------ Text shown ------
Australia is rightly seen as a technologically advanced producer of wines with good quality/price ratios and integrity, and the AWRI has been instrumental in enabling the grape and wine sector to develop and maintain that status by providing world-class and relevant science. Equally importantly, the AWRI has actively supported adoption and application of new technologies. In an increasingly competitive global environment, innovation in winemaking technology throughout the grape-to-wine production chain will, without doubt, facilitate continued market success for the Australian wine sector.
Innovative winemaking practices are required to maintain wine quality while using grapes grown under continually changing and, at times, extremely challenging climatic conditions. Innovation will support positive outcomes for producers and consumers of Australian wines economically, environmentally and within a social context.
------ Data to examine ------
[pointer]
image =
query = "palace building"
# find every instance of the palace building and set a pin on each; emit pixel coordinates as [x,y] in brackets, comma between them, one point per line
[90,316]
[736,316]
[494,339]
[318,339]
------
■ **Work item A**
According to the passage on Australian winemaking, what has the AWRI actively supported?
■ **Work item B**
Rewrite the passage on Australian winemaking starting with "Innovative winemaking practices" and going on through "a social context.", swapping "grapes" for "fruit".
The records were taken from a different source than the text.

■ **Answer area A**
The AWRI has actively supported the adoption and application of new technologies.

■ **Answer area B**
Innovative winemaking practices are required to maintain wine quality while using fruit grown under continually changing and, at times, extremely challenging climatic conditions. Innovation will support positive outcomes for producers and consumers of Australian wines economically, environmentally and within a social context.